# Text extract
## Start

US cannot allow China's 'new normal' to pressure Taiwan with military drills, says Pelosi

"The visit delivered a clear statement that America's commitment to a free and open Indo-Pacific is unshakeable," Pelosi noted.
US House Speaker Nancy Pelosi (Photo | AP)
US House Speaker Nancy Pelosi (Photo | AP)

WASHINGTON: House Speaker Nancy Pelosi has said the US just cannot allow China to establish a "new normal" to put pressure on Taiwan through the kind of military drills and warplane incursions that Beijing launched after she visited the self-governing island.

China on Wednesday announced that it has "successfully completed" its week-long and unprecedented military drills that have essentially encircled Taiwan.

Initially, the People's Liberation Army announced the war games in the busy Taiwan Strait from August 4 to 7, the day after Pelosi, who is the highest-ranking US leader to have visited Taiwan in 25 years, left Taipei after high-level meetings.

It later kept extending them, keeping the breakaway island on tenterhooks.

"What we saw with China is that they were trying to establish sort of a new normal. And we just can't let that happen," Pelosi told a news conference on Wednesday, referring to the provocative drills.

## End

# Written task 1
In the news report on Pelosi and Taiwan, restate the passage from "WASHINGTON: House Speaker" up to and including "island on tenterhooks.", with "war games" renamed to "military exercises".
# Written task 2
Carry the news report on Pelosi and Taiwan further, picking up after its last sentence.

Coordinate annotation records:
## Start

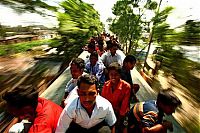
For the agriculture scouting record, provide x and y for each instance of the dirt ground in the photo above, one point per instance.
(188, 115)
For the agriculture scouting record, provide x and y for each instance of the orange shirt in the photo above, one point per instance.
(119, 98)
(47, 117)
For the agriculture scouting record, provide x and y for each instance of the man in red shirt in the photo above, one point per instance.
(117, 91)
(23, 102)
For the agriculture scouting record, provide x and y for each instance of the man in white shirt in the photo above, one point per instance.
(113, 55)
(87, 113)
(77, 66)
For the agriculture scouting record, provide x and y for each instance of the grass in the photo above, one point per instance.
(182, 69)
(24, 46)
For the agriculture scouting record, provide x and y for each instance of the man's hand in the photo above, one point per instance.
(168, 125)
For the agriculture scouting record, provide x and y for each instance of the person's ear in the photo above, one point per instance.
(98, 91)
(78, 91)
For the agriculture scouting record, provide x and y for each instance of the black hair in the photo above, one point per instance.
(115, 66)
(114, 44)
(22, 96)
(88, 79)
(167, 97)
(94, 54)
(91, 45)
(130, 58)
(79, 62)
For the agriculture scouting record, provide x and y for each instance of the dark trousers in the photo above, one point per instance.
(99, 128)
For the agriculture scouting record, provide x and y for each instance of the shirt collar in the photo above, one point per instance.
(97, 103)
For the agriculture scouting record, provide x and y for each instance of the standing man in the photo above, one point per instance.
(23, 102)
(77, 66)
(89, 112)
(128, 64)
(147, 117)
(117, 91)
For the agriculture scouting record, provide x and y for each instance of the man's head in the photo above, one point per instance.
(113, 48)
(129, 62)
(114, 71)
(167, 101)
(87, 90)
(91, 47)
(77, 67)
(22, 102)
(93, 58)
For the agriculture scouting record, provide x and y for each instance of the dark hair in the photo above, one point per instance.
(114, 44)
(167, 97)
(115, 66)
(79, 62)
(91, 45)
(130, 58)
(88, 79)
(94, 54)
(22, 96)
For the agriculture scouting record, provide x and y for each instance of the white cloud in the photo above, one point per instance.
(184, 10)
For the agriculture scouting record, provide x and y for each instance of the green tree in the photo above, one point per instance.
(165, 39)
(2, 31)
(130, 21)
(191, 33)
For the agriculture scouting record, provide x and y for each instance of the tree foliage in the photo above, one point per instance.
(77, 23)
(191, 33)
(165, 39)
(130, 21)
(32, 6)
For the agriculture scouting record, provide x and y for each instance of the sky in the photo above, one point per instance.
(184, 10)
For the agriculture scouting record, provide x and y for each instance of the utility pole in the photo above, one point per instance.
(151, 36)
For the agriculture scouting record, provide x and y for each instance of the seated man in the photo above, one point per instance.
(128, 65)
(95, 67)
(23, 102)
(77, 66)
(89, 112)
(147, 117)
(117, 91)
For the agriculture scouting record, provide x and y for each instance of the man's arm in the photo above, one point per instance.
(63, 122)
(126, 101)
(159, 128)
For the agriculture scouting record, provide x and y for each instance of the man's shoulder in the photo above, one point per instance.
(102, 102)
(48, 104)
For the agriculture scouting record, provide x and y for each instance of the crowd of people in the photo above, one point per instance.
(97, 98)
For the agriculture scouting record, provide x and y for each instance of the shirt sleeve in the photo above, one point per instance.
(64, 121)
(125, 106)
(68, 85)
(110, 117)
(149, 119)
(40, 128)
(100, 71)
(103, 58)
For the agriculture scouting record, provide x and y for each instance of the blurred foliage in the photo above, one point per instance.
(182, 69)
(77, 24)
(190, 35)
(130, 22)
(32, 6)
(24, 46)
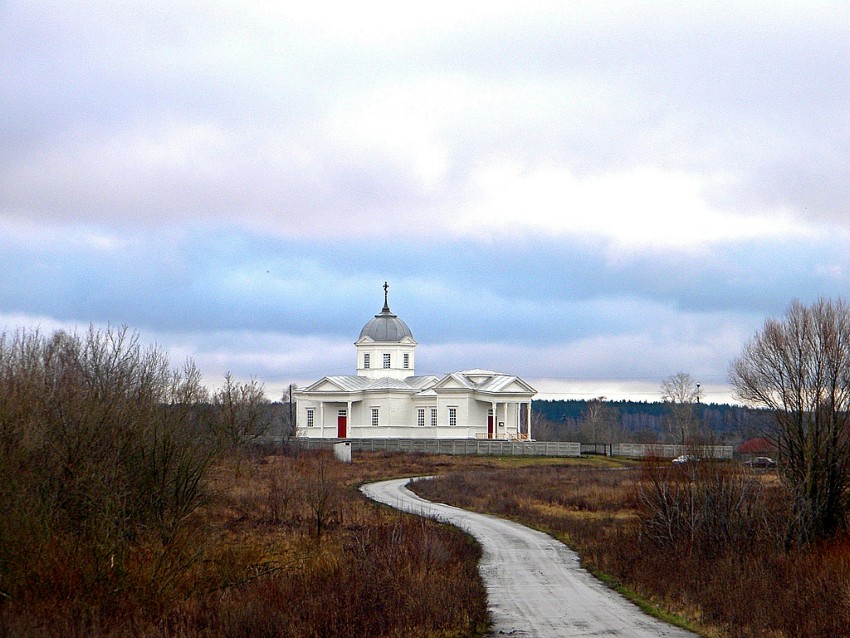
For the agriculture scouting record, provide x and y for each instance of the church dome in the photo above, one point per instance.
(386, 326)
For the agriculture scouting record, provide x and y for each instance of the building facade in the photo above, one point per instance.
(386, 398)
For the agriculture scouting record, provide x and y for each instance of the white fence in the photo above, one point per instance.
(668, 451)
(489, 447)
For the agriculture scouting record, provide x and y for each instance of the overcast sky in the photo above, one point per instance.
(591, 195)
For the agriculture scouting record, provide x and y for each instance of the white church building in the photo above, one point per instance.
(385, 399)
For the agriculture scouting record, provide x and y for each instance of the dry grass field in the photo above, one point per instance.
(287, 546)
(704, 545)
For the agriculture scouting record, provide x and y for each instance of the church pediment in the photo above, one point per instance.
(452, 381)
(514, 386)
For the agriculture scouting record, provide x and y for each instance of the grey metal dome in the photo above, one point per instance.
(386, 326)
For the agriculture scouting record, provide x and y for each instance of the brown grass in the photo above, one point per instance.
(743, 582)
(287, 547)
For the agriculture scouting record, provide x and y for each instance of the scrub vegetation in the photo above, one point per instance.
(706, 542)
(130, 505)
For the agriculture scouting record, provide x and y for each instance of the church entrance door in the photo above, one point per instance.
(341, 424)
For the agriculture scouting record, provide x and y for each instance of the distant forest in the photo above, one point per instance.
(640, 421)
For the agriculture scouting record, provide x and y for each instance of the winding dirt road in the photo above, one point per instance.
(535, 585)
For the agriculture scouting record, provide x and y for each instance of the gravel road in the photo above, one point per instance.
(535, 585)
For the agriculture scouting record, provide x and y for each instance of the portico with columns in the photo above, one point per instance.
(386, 399)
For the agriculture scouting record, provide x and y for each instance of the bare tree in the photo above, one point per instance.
(241, 412)
(680, 392)
(599, 420)
(799, 367)
(100, 448)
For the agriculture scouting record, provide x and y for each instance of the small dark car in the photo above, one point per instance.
(762, 462)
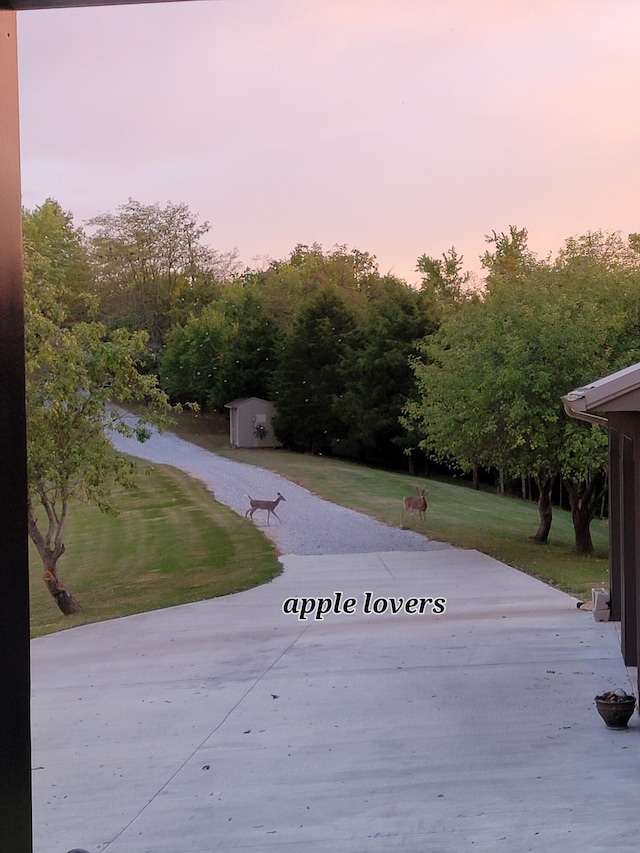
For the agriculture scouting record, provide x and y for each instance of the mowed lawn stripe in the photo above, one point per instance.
(171, 543)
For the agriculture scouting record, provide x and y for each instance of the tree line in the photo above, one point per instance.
(358, 363)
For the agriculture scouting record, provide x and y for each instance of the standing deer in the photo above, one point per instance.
(411, 504)
(270, 507)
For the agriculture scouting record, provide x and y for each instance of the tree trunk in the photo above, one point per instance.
(51, 549)
(582, 499)
(581, 518)
(545, 509)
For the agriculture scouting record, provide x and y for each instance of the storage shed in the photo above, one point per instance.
(250, 423)
(618, 397)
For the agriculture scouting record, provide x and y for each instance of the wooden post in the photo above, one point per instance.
(15, 716)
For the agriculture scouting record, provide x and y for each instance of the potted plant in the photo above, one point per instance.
(616, 708)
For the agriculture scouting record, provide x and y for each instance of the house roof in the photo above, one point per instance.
(618, 392)
(18, 5)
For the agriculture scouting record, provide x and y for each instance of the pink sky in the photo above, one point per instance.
(397, 127)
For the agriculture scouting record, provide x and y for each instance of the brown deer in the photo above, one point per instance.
(270, 507)
(411, 504)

## End

# Expected answer 1
WASHINGTON: House Speaker Nancy Pelosi has said the US just cannot allow China to establish a "new normal" to put pressure on Taiwan through the kind of military drills and warplane incursions that Beijing launched after she visited the self-governing island.

China on Wednesday announced that it has "successfully completed" its week-long and unprecedented military drills that have essentially encircled Taiwan.

Initially, the People's Liberation Army announced the military exercises in the busy Taiwan Strait from August 4 to 7, the day after Pelosi, who is the highest-ranking US leader to have visited Taiwan in 25 years, left Taipei after high-level meetings.

It later kept extending them, keeping the breakaway island on tenterhooks.

# Expected answer 2
The Chinese military exercises involved hundreds of warplanes, and dozens of naval ships, including an aircraft carrier group with a nuclear submarine in tow, amid assertions by the official media here that such war games in the busy Taiwan Strait will be a new normal.

Pelosi's trip to Taipei angered Beijing, which views Taiwan as a breakaway province that must be reunited with the mainland, by force if necessary. Taiwan has accused China of using the recent drills as a practice for an invasion.

"We didn't go there to talk about China. We went there to praise Taiwan. And we went there to show our friendship to say, China cannot isolate Taiwan" Pelosi asserted during the news conference on Wednesday after her trip to Asia.

"The visit delivered a clear statement that America's commitment to a free and open Indo-Pacific is unshakeable," Pelosi noted.

The US along with several world powers have been talking about the need to ensure a free, open and thriving Indo-Pacific in the backdrop of China's rising military manoeuvring in the resource-rich region.

China claims nearly all of the disputed South China Sea, though Taiwan, the Philippines, Brunei, Malaysia and Vietnam all claim parts of it. Beijing has built artificial islands and military installations in the South China Sea. China also has territorial disputes with Japan in the East China Sea.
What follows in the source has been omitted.